_Exercise objective:_
Word for word, print the entries that follow.
[[ Dataset open ]]
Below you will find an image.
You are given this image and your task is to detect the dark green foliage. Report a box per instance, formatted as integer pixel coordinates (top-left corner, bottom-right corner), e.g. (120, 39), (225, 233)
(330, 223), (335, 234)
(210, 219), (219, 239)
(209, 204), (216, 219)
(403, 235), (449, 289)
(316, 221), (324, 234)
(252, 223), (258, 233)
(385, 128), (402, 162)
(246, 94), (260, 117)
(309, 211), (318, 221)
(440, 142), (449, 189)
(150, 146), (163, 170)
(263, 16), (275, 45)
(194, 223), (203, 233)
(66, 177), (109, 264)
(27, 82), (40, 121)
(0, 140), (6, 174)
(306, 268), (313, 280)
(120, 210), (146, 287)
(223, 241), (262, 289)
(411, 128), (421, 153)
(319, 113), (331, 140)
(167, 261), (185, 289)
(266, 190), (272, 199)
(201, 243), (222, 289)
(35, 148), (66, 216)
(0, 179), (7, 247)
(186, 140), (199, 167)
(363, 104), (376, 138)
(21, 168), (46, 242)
[[ Dataset closed ]]
_The answer:_
Below you will find an image.
You are given this image and your task is to detect the dark green foliage. Report a box per instance, formatted as integer pixel coordinates (top-left corner, bottom-right corner), e.g. (120, 39), (225, 233)
(330, 223), (335, 234)
(210, 219), (219, 239)
(209, 204), (216, 219)
(403, 235), (449, 289)
(316, 221), (324, 234)
(252, 223), (258, 233)
(385, 128), (402, 162)
(246, 94), (260, 117)
(309, 211), (318, 221)
(440, 142), (449, 189)
(150, 146), (163, 170)
(263, 16), (275, 45)
(194, 223), (203, 233)
(66, 177), (109, 264)
(27, 82), (40, 121)
(0, 140), (6, 174)
(306, 268), (313, 280)
(120, 210), (146, 287)
(223, 241), (262, 289)
(411, 128), (421, 153)
(319, 113), (331, 140)
(167, 261), (185, 289)
(266, 190), (272, 199)
(201, 243), (222, 289)
(35, 148), (66, 216)
(0, 179), (7, 247)
(186, 140), (199, 167)
(363, 104), (376, 138)
(21, 168), (46, 242)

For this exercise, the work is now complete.